TO DO -> Update the entries below by changing every instance of "one dot" to "a single point", and reproduce all other text unchanged.

(Location identification entries)
◇ ◇ ◇ ◇ ◇

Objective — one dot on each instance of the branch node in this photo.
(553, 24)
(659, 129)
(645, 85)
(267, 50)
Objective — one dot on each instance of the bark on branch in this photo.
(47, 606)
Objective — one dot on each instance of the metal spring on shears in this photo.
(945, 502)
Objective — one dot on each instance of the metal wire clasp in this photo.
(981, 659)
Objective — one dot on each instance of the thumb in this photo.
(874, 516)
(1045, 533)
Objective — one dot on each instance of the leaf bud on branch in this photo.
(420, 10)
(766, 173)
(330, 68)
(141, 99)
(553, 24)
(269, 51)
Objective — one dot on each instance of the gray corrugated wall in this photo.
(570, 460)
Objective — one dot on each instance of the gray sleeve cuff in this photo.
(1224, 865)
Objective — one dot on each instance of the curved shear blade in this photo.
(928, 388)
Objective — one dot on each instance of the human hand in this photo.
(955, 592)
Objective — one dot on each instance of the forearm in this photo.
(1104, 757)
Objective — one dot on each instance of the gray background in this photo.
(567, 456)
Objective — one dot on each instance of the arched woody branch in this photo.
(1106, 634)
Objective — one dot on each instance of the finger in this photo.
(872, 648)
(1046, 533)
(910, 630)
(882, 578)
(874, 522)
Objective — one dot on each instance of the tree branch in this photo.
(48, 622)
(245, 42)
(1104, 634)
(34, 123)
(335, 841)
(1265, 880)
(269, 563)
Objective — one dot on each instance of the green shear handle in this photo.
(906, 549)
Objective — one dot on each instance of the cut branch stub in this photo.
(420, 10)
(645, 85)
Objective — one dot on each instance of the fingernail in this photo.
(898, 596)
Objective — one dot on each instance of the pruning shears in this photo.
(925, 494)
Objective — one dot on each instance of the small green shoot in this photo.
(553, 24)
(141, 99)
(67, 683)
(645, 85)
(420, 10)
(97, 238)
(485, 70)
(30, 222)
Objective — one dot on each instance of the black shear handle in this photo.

◇ ◇ ◇ ◇ ◇

WORKED ANSWER ->
Objective — a single point on each instance of the branch node in this photo.
(553, 24)
(659, 129)
(645, 85)
(267, 50)
Objective — a single point on each instance of the bark on branch in this photo.
(47, 606)
Objective — a single point on each instance of the metal spring on shears in this photo.
(945, 502)
Objective — a single point on each instance of the metal wire clasp in this photo.
(981, 659)
Objective — a single point on each instance of the thumb in this photo.
(874, 516)
(1045, 533)
Objective — a single point on each instance of the leaf bud on branch in this photo.
(420, 10)
(766, 173)
(330, 68)
(141, 99)
(553, 24)
(269, 51)
Objective — a single point on each instance of the gray corrugated wall in this photo.
(570, 460)
Objective — a single point on each instance of the gray sleeve cuff in this photo.
(1224, 865)
Objective — a single point on each instance of the curved shear blade in this photo.
(928, 388)
Objective — a single point on each instance of the human hand in this photo.
(955, 592)
Objective — a single point on each instance of the forearm in this photo.
(1104, 757)
Objective — a single point on each instance of the gray background in this photo.
(567, 456)
Objective — a single point on each instance of the arched woody branch in this photo.
(1106, 634)
Objective — a single point on each instance of the finger in this photo.
(872, 648)
(1046, 533)
(910, 630)
(882, 578)
(874, 522)
Objective — a single point on each instance of the tree branch in this photo.
(48, 622)
(245, 42)
(1104, 634)
(34, 123)
(335, 841)
(1265, 880)
(269, 563)
Objective — a single point on each instance of the green shear handle in this photo.
(906, 549)
Objective — a single point on each instance of the cut branch stub in this photo.
(420, 10)
(645, 85)
Objective — a single point on each instance of the fingernail in this photo.
(898, 596)
Objective — a single point on each instance of the pruning shears in this photo.
(925, 494)
Objective — a single point on each instance of the small green shoot in this photo.
(553, 24)
(141, 99)
(67, 683)
(645, 85)
(420, 10)
(97, 238)
(485, 70)
(30, 222)
Objective — a single point on each instance of the black shear handle in this photo.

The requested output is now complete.